• **Work to complete**
Set down exactly the lines from the one containing "point: military band" through the end of the records below, both included, and nothing else.
Start of Records shown
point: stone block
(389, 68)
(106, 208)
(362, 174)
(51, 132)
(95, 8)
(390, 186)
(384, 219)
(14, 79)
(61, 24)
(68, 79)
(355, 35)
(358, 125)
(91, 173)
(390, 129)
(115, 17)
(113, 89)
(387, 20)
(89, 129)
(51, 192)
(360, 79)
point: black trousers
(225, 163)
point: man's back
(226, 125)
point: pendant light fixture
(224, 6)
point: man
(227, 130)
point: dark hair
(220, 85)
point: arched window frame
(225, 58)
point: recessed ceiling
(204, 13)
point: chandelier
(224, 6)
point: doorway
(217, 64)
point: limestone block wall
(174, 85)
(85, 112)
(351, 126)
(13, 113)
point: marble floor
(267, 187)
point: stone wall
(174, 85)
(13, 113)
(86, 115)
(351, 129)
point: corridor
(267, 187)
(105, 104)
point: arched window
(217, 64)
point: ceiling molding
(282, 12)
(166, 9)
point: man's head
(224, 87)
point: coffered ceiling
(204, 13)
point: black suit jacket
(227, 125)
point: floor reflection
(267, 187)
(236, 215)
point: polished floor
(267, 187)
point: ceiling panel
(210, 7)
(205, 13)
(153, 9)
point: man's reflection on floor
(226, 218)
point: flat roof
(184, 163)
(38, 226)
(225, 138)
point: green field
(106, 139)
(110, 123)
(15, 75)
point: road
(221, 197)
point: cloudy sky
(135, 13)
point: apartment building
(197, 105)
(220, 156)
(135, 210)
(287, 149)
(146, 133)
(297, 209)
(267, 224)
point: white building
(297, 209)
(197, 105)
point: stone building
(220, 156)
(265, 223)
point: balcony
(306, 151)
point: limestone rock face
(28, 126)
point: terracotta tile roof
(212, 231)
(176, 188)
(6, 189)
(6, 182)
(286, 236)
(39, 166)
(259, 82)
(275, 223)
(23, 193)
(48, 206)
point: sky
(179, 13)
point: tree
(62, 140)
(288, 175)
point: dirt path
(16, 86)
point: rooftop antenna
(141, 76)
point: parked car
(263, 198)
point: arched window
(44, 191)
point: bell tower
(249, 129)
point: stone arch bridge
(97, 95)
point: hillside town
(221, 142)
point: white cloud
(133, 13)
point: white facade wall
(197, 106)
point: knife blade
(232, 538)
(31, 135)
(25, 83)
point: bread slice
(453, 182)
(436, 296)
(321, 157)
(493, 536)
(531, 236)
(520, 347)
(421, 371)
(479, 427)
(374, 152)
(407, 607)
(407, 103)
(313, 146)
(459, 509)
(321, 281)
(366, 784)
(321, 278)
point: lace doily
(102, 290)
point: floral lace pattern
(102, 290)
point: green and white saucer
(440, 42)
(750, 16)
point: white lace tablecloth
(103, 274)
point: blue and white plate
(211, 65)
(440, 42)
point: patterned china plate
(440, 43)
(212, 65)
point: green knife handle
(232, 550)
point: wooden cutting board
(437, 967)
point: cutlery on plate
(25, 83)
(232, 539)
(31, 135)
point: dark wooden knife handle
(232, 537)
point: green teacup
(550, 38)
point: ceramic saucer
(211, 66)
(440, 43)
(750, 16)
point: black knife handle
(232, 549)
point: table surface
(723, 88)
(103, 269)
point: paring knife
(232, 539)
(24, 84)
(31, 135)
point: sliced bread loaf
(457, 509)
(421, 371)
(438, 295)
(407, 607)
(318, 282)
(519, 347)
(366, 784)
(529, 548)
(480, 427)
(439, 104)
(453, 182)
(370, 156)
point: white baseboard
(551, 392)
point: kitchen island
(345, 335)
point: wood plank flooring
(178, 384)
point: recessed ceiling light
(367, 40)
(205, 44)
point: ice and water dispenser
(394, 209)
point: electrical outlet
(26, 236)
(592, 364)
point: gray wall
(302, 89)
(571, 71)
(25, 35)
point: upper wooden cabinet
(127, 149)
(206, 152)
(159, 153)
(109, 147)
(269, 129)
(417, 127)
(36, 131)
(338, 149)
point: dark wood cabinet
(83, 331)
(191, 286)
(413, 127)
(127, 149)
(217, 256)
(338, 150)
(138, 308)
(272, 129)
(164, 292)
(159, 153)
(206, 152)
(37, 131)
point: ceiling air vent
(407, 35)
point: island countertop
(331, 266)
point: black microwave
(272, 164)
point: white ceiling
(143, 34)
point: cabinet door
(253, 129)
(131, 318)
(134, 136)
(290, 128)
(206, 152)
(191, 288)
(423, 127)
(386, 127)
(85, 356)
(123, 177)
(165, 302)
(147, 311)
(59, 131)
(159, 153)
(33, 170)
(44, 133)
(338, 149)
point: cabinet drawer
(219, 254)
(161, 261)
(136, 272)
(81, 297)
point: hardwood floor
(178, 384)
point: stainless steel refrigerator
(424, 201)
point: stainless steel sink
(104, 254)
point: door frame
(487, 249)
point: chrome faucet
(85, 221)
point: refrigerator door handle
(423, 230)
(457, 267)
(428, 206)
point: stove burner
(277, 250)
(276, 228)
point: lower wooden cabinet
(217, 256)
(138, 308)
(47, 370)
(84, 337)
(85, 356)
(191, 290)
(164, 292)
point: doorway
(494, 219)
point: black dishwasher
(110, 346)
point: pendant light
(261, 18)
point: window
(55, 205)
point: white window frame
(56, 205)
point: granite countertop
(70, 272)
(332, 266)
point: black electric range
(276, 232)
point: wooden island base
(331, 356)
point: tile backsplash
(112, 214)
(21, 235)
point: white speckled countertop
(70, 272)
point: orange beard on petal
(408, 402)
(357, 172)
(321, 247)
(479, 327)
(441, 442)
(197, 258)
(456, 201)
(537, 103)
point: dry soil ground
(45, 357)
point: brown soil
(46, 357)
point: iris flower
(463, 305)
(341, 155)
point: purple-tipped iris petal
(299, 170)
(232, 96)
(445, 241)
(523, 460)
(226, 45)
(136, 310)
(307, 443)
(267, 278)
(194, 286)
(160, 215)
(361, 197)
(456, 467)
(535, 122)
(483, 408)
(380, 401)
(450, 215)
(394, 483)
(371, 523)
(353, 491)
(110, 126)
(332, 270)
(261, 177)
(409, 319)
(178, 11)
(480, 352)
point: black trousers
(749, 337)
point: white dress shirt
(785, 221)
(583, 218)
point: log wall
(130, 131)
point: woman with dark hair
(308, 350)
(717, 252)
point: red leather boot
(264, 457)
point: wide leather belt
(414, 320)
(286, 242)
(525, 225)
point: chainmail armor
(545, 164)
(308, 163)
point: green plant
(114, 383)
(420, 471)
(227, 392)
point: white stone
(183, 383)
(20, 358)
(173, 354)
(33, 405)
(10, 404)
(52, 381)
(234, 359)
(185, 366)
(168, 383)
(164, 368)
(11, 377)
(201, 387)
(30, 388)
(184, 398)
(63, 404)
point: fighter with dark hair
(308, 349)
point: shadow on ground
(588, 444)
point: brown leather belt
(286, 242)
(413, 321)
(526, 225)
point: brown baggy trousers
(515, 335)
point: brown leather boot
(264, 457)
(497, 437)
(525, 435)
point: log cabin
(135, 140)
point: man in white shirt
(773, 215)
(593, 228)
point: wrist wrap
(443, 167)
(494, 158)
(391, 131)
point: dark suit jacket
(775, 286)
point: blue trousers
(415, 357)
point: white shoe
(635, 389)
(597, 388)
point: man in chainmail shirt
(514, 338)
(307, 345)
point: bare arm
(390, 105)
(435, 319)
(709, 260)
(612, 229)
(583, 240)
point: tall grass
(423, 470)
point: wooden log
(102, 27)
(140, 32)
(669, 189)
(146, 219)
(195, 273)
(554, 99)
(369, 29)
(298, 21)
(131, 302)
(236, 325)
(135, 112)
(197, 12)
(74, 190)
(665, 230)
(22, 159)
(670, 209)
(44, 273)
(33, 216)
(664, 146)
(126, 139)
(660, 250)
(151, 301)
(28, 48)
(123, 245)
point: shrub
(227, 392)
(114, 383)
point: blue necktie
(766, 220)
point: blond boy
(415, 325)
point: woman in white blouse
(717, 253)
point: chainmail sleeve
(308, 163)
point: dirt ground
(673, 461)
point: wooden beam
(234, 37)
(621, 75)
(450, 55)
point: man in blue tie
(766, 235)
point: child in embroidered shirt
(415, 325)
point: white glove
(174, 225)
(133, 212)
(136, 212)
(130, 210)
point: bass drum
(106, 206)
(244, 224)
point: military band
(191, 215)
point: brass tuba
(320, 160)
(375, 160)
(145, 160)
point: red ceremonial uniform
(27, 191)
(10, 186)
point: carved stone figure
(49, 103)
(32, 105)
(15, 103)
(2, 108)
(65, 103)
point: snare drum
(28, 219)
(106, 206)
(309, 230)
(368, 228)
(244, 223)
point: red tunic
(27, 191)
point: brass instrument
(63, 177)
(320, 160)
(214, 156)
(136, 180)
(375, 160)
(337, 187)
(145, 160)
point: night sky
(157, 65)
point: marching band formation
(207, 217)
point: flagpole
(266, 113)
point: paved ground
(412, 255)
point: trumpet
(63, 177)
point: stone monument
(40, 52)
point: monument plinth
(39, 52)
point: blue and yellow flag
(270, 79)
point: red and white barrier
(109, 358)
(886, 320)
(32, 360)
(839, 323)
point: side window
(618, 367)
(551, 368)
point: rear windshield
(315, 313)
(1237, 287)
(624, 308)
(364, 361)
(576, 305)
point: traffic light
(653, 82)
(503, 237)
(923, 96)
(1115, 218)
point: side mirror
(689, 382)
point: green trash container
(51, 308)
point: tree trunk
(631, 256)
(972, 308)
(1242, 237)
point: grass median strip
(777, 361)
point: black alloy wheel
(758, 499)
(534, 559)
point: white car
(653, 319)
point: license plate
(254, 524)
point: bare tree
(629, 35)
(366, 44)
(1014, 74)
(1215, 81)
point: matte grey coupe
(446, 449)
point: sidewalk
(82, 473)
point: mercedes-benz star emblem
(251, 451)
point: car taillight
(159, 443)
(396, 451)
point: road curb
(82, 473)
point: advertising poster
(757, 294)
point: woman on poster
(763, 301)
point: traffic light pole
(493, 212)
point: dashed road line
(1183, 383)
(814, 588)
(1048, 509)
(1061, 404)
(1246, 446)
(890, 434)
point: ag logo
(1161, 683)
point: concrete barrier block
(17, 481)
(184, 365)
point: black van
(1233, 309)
End of Records shown
• **Solved exercise**
point: military band
(191, 215)
point: brass tuba
(320, 160)
(375, 160)
(145, 160)
point: red ceremonial uniform
(27, 191)
(10, 186)
point: carved stone figure
(49, 103)
(32, 105)
(15, 103)
(2, 108)
(65, 103)
point: snare drum
(28, 219)
(106, 206)
(309, 230)
(368, 228)
(244, 223)
point: red tunic
(27, 191)
point: brass instrument
(63, 177)
(320, 160)
(214, 156)
(136, 180)
(375, 160)
(337, 187)
(145, 160)
point: night sky
(157, 65)
point: marching band formation
(207, 217)
point: flagpole
(266, 113)
point: paved ground
(412, 255)
point: trumpet
(63, 177)
point: stone monument
(40, 52)
point: monument plinth
(39, 52)
point: blue and yellow flag
(270, 79)
point: red and white barrier
(109, 358)
(886, 320)
(32, 360)
(839, 323)
point: side window
(618, 367)
(551, 368)
point: rear windshield
(315, 313)
(1237, 287)
(624, 308)
(364, 361)
(576, 305)
point: traffic light
(653, 82)
(503, 237)
(923, 96)
(1115, 218)
point: side mirror
(689, 382)
point: green trash container
(51, 308)
point: tree trunk
(631, 256)
(972, 308)
(1242, 237)
point: grass median strip
(777, 361)
point: black alloy wheel
(758, 499)
(534, 559)
point: white car
(653, 319)
point: license plate
(254, 524)
point: bare tree
(629, 35)
(366, 44)
(1014, 74)
(1215, 81)
point: matte grey coupe
(446, 449)
point: sidewalk
(82, 473)
point: mercedes-benz star emblem
(251, 451)
point: car taillight
(159, 443)
(396, 451)
point: road curb
(82, 473)
point: advertising poster
(757, 294)
point: woman on poster
(763, 301)
point: traffic light pole
(493, 212)
point: dashed road line
(1183, 383)
(814, 588)
(1048, 509)
(1061, 404)
(1246, 446)
(890, 434)
point: ag logo
(1161, 683)
point: concrete barrier block
(17, 481)
(184, 365)
point: black van
(1233, 309)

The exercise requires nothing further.